Extract every line of the material below that contains the string "elliptical", and reproduce each matching line in full.

◆ **RECORD SET**:
+++

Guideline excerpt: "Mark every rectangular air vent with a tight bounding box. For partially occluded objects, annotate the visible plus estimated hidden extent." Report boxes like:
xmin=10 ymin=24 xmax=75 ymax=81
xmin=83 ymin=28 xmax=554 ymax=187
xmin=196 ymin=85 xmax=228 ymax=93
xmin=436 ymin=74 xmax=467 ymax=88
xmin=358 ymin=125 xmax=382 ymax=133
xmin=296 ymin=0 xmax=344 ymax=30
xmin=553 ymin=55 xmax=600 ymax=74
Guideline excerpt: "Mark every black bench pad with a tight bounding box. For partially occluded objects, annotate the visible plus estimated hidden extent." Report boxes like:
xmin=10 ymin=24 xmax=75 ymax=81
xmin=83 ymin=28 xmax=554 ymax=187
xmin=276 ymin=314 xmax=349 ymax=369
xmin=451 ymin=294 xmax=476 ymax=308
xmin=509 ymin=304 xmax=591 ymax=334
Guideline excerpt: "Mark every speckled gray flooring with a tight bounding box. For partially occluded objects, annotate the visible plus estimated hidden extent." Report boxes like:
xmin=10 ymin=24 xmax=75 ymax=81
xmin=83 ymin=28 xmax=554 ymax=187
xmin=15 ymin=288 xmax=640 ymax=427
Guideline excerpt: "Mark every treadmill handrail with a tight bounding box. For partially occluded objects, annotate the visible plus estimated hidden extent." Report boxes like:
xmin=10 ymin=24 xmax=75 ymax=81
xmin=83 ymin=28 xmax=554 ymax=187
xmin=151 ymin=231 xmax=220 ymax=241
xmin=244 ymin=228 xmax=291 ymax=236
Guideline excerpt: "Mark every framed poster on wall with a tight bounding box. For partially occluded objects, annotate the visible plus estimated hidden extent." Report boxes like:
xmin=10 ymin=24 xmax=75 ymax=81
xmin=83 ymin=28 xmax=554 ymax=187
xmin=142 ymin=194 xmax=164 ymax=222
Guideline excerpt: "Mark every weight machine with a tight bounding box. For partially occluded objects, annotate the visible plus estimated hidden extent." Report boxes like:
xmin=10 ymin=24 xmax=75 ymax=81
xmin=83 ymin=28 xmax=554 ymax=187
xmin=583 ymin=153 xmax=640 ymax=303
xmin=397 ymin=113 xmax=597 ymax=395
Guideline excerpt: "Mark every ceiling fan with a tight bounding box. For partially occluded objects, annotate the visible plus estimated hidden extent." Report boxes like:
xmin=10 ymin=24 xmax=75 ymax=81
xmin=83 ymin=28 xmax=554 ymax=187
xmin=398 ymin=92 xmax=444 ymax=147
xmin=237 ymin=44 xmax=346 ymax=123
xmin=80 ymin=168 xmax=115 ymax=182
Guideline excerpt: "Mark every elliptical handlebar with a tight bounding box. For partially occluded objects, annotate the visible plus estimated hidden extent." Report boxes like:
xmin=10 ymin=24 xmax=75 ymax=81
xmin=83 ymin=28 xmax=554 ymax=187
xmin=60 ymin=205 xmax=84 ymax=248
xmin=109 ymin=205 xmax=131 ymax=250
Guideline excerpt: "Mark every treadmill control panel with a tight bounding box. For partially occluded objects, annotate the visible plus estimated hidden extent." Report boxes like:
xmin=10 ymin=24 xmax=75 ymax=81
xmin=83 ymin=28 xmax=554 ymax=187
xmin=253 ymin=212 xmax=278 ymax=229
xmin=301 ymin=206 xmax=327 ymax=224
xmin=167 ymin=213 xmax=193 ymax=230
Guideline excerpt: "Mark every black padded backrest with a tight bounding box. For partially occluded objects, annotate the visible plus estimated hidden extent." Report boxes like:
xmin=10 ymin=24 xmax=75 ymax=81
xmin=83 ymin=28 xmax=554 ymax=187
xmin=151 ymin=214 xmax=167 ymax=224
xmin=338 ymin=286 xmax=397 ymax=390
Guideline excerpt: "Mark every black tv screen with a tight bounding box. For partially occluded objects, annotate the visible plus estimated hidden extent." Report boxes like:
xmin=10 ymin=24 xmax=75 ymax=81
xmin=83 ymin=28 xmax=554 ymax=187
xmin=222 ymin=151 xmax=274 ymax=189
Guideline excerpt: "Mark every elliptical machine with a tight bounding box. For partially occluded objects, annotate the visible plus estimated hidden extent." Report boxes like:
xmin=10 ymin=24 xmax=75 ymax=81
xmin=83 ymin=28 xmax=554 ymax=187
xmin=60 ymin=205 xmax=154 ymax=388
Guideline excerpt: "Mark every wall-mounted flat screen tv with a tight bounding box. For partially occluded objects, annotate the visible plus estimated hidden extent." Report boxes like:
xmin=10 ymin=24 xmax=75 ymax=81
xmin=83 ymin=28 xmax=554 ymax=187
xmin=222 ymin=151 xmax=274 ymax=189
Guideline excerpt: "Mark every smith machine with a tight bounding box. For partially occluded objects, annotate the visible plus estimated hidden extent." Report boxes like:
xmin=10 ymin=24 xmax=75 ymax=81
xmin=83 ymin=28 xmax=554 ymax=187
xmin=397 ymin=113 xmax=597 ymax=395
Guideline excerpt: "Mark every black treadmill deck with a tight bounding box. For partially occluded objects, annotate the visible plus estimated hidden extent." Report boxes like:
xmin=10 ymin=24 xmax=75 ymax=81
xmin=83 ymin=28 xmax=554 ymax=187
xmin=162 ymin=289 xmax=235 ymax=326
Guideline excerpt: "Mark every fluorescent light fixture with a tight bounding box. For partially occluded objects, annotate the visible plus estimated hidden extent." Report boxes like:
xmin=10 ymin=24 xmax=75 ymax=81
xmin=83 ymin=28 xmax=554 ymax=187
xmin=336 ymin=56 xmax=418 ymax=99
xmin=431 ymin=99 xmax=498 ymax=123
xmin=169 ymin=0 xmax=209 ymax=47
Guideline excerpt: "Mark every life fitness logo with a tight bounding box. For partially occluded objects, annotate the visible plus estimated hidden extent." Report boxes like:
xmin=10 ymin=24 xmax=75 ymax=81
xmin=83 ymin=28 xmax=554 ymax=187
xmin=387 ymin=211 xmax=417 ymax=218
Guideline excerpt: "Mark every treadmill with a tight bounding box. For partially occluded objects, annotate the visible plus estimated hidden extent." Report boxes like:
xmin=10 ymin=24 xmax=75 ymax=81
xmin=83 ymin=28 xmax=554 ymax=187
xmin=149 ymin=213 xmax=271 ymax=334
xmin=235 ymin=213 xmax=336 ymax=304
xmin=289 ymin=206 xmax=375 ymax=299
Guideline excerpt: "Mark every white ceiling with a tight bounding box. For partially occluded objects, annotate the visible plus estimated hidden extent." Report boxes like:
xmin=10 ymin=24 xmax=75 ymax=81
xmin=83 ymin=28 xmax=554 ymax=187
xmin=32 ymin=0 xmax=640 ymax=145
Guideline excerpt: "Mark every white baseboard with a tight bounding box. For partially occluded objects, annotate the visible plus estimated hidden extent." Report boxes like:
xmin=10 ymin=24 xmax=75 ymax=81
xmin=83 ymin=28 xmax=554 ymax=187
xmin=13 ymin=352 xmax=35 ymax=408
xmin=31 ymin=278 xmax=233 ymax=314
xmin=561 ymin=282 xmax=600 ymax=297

+++

◆ **SOLUTION**:
Guideline excerpt: "Mark every elliptical handlebar with a tight bounding box. For partially occluded objects, annotate the visible plus estimated hidden extent." Report boxes like:
Guideline excerpt: "Mark every elliptical machine with a tight bounding box. For partially occluded objects, annotate the visible plus estimated hidden extent." Report boxes like:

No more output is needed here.